Exercise prompt>
Rewrite the part of the data that opens with the line containing "of the black" and closes with the line containing "[(63, 539)]", replacing "grass verge" with "grass strip" and keeping everything else the same. Return only those lines.
[Input start]
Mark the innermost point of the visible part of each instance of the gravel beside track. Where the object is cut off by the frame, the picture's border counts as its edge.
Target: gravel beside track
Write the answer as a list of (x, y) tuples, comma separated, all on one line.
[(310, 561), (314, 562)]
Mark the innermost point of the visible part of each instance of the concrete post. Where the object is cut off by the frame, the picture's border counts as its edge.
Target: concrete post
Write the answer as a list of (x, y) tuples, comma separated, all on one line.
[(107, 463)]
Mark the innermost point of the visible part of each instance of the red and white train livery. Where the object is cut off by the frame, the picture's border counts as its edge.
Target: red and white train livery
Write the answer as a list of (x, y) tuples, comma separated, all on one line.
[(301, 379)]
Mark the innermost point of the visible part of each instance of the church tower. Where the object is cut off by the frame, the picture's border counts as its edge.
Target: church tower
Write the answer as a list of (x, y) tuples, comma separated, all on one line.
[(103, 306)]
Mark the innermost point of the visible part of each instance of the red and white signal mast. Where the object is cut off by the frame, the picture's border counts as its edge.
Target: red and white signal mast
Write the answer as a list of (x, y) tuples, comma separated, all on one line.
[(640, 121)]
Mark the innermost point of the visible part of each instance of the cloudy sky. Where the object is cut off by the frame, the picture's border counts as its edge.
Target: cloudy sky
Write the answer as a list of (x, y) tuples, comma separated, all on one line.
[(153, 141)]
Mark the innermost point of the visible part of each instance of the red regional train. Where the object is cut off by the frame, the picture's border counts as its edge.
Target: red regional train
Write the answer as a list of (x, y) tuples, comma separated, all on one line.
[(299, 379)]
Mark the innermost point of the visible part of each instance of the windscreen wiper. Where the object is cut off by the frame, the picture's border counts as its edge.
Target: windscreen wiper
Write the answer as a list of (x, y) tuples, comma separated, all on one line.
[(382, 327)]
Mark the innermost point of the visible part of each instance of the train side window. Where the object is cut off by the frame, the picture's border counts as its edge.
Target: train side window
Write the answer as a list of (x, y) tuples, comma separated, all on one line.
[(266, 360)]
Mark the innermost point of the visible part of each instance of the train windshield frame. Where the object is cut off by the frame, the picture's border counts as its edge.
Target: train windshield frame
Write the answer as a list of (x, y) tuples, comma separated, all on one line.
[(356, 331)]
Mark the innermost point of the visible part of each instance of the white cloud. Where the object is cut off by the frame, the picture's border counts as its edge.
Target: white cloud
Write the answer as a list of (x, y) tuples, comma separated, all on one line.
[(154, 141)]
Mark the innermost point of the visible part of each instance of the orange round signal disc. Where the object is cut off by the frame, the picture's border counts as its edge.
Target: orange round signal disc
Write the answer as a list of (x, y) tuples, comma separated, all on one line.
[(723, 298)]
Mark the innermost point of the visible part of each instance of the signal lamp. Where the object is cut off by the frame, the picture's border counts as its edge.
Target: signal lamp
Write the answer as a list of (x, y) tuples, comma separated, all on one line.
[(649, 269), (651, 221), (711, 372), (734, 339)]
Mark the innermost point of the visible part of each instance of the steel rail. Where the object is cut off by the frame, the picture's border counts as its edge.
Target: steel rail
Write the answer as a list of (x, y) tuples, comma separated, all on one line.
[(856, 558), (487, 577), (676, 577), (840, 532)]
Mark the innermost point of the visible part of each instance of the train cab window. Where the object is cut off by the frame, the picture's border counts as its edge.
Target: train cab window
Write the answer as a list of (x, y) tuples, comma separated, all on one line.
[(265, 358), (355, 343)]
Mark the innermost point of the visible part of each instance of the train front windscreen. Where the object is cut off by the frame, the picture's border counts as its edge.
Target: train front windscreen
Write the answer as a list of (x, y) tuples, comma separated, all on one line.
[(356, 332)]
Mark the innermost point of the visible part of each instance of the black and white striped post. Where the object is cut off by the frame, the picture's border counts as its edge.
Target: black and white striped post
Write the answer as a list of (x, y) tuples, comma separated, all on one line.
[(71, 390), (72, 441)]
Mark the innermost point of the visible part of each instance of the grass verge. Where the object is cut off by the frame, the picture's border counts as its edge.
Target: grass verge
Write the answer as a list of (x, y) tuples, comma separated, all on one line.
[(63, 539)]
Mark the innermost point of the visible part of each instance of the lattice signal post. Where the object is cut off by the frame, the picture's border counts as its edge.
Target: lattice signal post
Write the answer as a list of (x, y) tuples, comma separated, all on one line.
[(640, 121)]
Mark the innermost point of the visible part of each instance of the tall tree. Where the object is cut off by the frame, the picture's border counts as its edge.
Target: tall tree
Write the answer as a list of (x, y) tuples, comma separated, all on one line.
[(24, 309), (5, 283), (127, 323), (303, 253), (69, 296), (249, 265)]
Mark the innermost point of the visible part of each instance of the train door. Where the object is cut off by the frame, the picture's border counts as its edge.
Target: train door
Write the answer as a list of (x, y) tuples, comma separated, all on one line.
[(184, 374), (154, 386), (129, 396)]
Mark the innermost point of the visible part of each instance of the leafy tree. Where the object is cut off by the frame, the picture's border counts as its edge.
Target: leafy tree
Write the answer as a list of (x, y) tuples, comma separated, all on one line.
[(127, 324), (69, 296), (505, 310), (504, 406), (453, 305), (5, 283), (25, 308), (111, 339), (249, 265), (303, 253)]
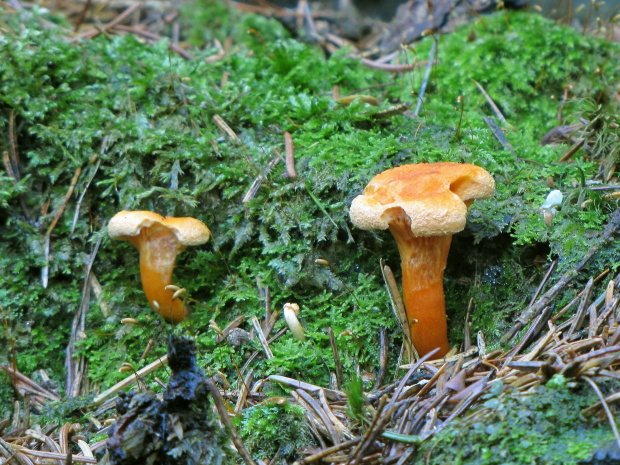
[Input end]
Solution for this task>
Mark the innermost point of the visible part of each instance of the black and white striped post. Where the object is cut off by the frame, the picture's border counts as its edge.
Target: black and white striped post
Write the answer as a list of (x, y) tuples, comma separated, all on one line.
[(71, 390), (72, 441)]
Mark the innermost point of the visible part of each instance of the grass strip. Where the object is cut off by the frame, the picture's border counts as its edge.
Target: grass strip
Write the answer as a list of (x, y) tuples, comma separated, all on one line.
[(63, 539)]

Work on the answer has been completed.